# [DESCRIPTION OF THE TASK]
Your answer is a copy of every line in the records where "water" appears.

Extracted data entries
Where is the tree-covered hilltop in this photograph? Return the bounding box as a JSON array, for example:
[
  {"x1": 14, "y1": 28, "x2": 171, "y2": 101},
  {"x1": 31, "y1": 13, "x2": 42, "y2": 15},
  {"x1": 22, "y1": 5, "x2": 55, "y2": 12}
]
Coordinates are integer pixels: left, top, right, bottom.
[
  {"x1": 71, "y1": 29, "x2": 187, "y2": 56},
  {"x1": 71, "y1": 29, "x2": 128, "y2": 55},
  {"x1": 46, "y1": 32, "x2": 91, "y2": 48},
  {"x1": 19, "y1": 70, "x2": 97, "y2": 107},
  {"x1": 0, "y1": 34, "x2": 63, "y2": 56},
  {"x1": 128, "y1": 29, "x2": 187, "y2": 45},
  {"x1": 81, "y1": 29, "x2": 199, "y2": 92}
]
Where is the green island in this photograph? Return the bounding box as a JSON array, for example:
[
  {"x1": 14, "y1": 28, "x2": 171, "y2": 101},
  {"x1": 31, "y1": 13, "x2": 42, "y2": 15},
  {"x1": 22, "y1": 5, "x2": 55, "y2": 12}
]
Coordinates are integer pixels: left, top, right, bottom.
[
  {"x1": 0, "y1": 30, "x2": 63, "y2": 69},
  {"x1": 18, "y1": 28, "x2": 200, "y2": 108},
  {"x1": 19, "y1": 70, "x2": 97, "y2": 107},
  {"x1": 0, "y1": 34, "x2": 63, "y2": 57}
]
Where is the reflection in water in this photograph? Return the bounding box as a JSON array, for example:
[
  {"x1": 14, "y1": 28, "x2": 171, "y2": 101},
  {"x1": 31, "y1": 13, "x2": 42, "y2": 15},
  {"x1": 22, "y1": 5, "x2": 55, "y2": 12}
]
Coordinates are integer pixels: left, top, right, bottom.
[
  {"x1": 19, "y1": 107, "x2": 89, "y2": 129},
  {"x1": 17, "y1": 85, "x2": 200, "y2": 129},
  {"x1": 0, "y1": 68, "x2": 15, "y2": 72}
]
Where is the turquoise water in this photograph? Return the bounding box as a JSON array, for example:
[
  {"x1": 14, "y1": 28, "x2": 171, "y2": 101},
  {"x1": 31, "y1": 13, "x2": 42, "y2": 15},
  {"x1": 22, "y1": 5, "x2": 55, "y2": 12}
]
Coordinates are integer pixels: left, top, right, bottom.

# [SOLVED EXERCISE]
Where is the reflection in water in this photograph? Return the bounding box as a JSON array, for example:
Where is the turquoise water in this photograph? Return the bounding box as a JSON array, for example:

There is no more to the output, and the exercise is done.